====== INPUT ======
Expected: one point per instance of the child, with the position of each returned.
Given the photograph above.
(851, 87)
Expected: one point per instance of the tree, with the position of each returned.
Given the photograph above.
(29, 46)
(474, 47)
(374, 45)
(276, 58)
======
AIM OF THE TASK: After reading the listing, write out every line of it exactly.

SOLUTION TO THE PROBLEM:
Expected: one point per instance of the child, with the position of each returned.
Given the photograph above.
(851, 87)
Expected: one point per instance of the tree, with the position of each returned.
Given the photograph above.
(29, 46)
(474, 47)
(374, 45)
(276, 58)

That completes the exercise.